> _Exercise prompt_
All of the records should be given again verbatim.

> _Excerpted records_
* * *

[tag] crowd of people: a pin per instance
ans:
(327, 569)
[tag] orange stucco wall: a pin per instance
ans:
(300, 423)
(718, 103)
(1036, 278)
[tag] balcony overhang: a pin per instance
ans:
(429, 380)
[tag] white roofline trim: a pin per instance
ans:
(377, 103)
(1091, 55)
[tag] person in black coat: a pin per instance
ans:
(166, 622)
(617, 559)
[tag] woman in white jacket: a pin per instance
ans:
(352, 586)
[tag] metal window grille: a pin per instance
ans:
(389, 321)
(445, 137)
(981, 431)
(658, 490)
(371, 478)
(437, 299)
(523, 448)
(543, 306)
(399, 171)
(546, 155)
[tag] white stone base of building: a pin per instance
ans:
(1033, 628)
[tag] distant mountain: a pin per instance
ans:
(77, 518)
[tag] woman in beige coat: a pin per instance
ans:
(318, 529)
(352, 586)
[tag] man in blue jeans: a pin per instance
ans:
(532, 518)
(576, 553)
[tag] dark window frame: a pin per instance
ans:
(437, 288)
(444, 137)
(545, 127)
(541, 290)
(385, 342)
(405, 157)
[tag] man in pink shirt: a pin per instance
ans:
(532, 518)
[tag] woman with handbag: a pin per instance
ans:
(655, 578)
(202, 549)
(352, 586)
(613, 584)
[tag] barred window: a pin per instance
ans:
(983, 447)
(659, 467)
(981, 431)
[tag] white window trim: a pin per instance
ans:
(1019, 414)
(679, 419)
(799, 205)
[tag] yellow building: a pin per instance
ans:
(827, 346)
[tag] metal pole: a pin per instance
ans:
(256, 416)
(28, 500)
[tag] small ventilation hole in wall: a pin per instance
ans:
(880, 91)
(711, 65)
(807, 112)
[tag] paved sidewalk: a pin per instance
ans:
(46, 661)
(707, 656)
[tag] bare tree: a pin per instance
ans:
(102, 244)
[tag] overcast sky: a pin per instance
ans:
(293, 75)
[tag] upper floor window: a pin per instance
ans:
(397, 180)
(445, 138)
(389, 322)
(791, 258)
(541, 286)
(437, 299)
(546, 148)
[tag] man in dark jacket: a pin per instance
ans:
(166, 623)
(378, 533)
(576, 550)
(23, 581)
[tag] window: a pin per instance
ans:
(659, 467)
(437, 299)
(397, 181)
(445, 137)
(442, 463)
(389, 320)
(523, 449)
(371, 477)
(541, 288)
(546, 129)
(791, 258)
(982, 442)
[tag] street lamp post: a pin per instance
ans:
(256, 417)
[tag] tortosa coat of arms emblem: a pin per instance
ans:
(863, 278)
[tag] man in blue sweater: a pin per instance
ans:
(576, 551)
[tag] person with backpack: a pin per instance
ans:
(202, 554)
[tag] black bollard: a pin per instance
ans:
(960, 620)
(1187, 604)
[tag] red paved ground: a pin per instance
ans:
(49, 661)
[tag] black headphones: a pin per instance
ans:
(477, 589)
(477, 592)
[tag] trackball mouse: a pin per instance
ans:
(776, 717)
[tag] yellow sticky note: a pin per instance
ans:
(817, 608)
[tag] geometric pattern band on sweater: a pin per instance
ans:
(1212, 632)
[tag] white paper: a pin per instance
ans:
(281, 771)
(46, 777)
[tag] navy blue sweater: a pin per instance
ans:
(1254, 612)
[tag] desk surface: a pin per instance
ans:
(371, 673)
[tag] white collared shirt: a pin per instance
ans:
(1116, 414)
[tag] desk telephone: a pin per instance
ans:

* * *

> _Reply_
[tag] crowd of people: a pin per instance
ans:
(327, 569)
[tag] orange stucco wall: a pin per instance
ans:
(300, 423)
(718, 103)
(1036, 278)
[tag] balcony overhang: a pin per instance
ans:
(429, 380)
[tag] white roofline trim: a pin per instance
ans:
(377, 103)
(1091, 55)
[tag] person in black coat: a pin per instance
ans:
(166, 622)
(617, 559)
[tag] woman in white jacket: a pin per instance
ans:
(352, 586)
[tag] metal window grille: a pin per instance
ans:
(389, 321)
(445, 137)
(981, 431)
(658, 490)
(371, 478)
(437, 299)
(523, 448)
(543, 306)
(399, 171)
(546, 155)
[tag] white stone base of building: a pin per instance
ans:
(1033, 628)
[tag] distant mountain: a pin per instance
ans:
(77, 518)
[tag] woman in beige coat: a pin per instance
ans:
(318, 529)
(352, 586)
[tag] man in blue jeans: a pin per instance
ans:
(532, 518)
(576, 553)
[tag] dark window frame: a pin per instance
ans:
(437, 288)
(444, 137)
(545, 127)
(541, 290)
(385, 342)
(405, 157)
[tag] man in pink shirt: a pin per instance
ans:
(532, 518)
[tag] woman with handbag: a pin per instance
ans:
(655, 578)
(202, 549)
(352, 586)
(613, 584)
[tag] barred window: a pin per instance
ans:
(983, 447)
(659, 467)
(981, 431)
[tag] white window trim: a pin per instance
ans:
(1019, 414)
(679, 419)
(799, 205)
[tag] yellow building: a pin per instance
ans:
(827, 346)
[tag] metal pole: a pin per instance
ans:
(256, 416)
(28, 500)
[tag] small ventilation hole in wall: a pin per instance
ans:
(880, 91)
(711, 65)
(807, 112)
[tag] paved sidewalk: a pin per instance
ans:
(46, 661)
(707, 656)
[tag] bare tree: a pin per instance
ans:
(102, 244)
[tag] overcast sky: a pin per instance
ans:
(293, 75)
[tag] upper floor window: a pin per instance
ans:
(397, 180)
(445, 138)
(389, 322)
(791, 258)
(541, 286)
(437, 299)
(546, 148)
[tag] man in dark jacket: a pin per instance
ans:
(166, 623)
(378, 533)
(576, 550)
(23, 581)
[tag] window: a pin per instance
ans:
(659, 467)
(437, 299)
(397, 181)
(445, 137)
(442, 463)
(389, 320)
(523, 449)
(371, 477)
(541, 288)
(546, 129)
(791, 258)
(982, 442)
[tag] street lamp post: a pin per instance
ans:
(256, 417)
[tag] tortosa coat of arms emblem: a pin per instance
ans:
(863, 278)
[tag] man in blue sweater: a pin per instance
ans:
(576, 551)
[tag] person with backpack: a pin per instance
ans:
(202, 554)
[tag] black bollard: a pin per instance
ans:
(960, 620)
(1187, 604)
[tag] red paved ground: a pin per instance
ans:
(49, 661)
[tag] black headphones: a pin per instance
ans:
(477, 589)
(477, 592)
[tag] trackball mouse: a pin per instance
ans:
(776, 717)
[tag] yellow sticky note: a pin per instance
ans:
(817, 608)
[tag] geometric pattern band on sweater: a pin per instance
ans:
(1212, 632)
[tag] white paper: a pin per instance
ans:
(281, 771)
(46, 777)
[tag] navy blue sweater: a pin per instance
ans:
(1254, 612)
[tag] desk surface: a pin per instance
ans:
(371, 673)
[tag] white collared shirt: a pin per instance
ans:
(1116, 414)
[tag] desk telephone: a pin per instance
ans:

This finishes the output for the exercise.